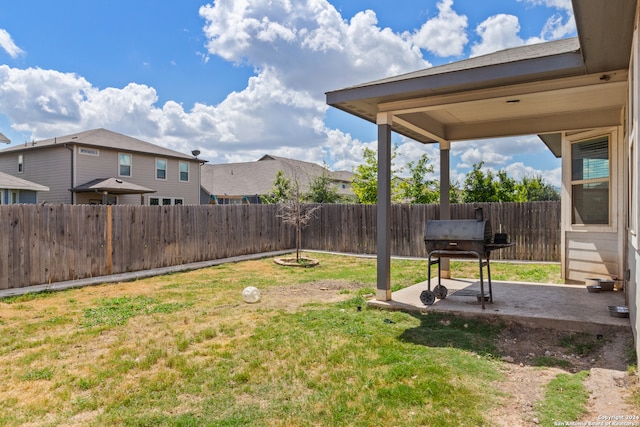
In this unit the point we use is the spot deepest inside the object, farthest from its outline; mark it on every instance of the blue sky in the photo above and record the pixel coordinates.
(240, 79)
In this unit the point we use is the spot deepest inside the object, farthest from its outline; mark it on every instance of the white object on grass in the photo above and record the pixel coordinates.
(251, 294)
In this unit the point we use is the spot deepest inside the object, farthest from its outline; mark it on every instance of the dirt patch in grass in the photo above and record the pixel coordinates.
(536, 356)
(291, 298)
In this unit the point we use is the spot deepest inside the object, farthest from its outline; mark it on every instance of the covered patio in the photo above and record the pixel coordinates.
(556, 89)
(535, 305)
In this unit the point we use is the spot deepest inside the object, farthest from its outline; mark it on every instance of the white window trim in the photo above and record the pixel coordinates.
(130, 166)
(166, 167)
(162, 198)
(612, 133)
(180, 162)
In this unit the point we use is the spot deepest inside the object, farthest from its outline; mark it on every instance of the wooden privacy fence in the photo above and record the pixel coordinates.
(42, 244)
(533, 227)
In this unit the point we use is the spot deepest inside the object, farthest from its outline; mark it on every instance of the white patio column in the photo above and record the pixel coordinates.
(445, 200)
(383, 292)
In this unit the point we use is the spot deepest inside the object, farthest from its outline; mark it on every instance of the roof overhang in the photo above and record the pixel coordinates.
(15, 183)
(111, 186)
(541, 89)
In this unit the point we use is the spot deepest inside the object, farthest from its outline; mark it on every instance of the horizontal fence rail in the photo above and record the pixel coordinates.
(42, 243)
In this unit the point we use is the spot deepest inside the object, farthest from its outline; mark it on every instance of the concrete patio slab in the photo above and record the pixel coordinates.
(536, 305)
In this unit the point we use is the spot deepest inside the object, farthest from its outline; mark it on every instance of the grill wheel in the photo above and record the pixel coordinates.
(427, 297)
(440, 292)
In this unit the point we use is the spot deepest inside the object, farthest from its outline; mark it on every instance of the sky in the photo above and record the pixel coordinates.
(238, 79)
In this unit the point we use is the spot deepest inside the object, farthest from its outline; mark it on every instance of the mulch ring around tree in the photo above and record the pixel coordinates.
(300, 262)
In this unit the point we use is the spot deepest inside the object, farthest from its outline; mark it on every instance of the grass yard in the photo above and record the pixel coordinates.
(184, 350)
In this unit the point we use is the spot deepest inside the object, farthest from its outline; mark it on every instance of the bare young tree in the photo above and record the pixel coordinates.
(293, 212)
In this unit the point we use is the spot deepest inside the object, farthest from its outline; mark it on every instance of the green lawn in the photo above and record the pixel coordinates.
(184, 350)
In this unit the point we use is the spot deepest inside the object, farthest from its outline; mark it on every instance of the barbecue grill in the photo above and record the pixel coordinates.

Problem to work on ::
Please write out all of the material above without changing a word, and omit any pictures.

Answer to the exercise ::
In this unit the point we use is the spot deepest inside the object, farthest from its outline; mark it on every instance of the blue sky in the photo above and record the pixel coordinates.
(240, 79)
In this unit the point we use is the spot deepest inside the object, farthest from its outline; mark it on every instance of the white object on grass in the photo above and record the pixel coordinates.
(251, 294)
In this unit the point we use is the spot deepest inside the object, farthest from its outline; mark it on every instance of the dirt patch in grass in the photo above and record the pixel coordinates.
(536, 356)
(291, 298)
In this unit the point we use is the spot deepest inside the object, farthest from its outline; mark it on every instance of the covered patio in the photo above and record the pixel coordinates.
(556, 89)
(535, 305)
In this unit the point we use is the spot deepest inside the object, farthest from its outline; mark it on every instance of the white window trim in the photo above and record the pixel coordinates.
(130, 166)
(166, 167)
(162, 198)
(612, 133)
(180, 162)
In this unit the point we use is the spot deepest inside the object, farthest from its outline; mark it on every instance of the wooden privacy fence in the photo above and record the pixel coordinates.
(42, 244)
(533, 227)
In this unit the point we use is the spot deepest inside the object, farthest from its outline; mark it on every instance of the white patio column in the photo above and record the pixel coordinates.
(445, 200)
(383, 292)
In this unit the point we use is the spot deepest inside the object, farthest from its outline; mark it on every instance of the roof overhang in the photo above and record the pixel coordinates.
(15, 183)
(111, 186)
(541, 89)
In this unit the point we use is the spot deepest inside the object, farthest from its outline; mark it on every instance of the horizontal fence rail in the photo above and record the pixel coordinates.
(42, 243)
In this unit the point we use is the spot deepest inside the object, farthest from its outline; mark it on every instance of the concrete patio slab in the photo above and record the pixel coordinates.
(536, 305)
In this unit the point we use is the spot deepest inside the object, farthest from its outline; mark it on every instance of the grill wheel in the photo above and record the pixel coordinates.
(427, 297)
(440, 292)
In this unit the point we use is the spot deepest inside the object, farthest from its outline; mark it on every instance of the sky in the photo above and record the pixel coordinates.
(238, 79)
In this unit the point we use is the spot deepest inside the object, farthest from its outline; mark it on every instance of the mulch ring around tree in the photo above and record the pixel coordinates.
(300, 262)
In this unit the point we use is the spot deepest inside the object, farthest from its outline; mark it on every instance of the grass yard in the photo above and record the pixel coordinates.
(184, 350)
In this unit the point we use is the spot deepest inside the object, farthest from its outline; mark it on every instance of the bare young tree in the photo above and record the pixel coordinates.
(293, 212)
In this unit the point we use is the spot deepest inside the object, farthest from its outline; mark it on every instance of the green lawn in the photo above and record the pixel coordinates.
(184, 350)
In this unit the point we use is the spot deepest inside the object, farthest from its outline; mark it on every instance of the barbecue grill in the photo above and record the pixel coordinates.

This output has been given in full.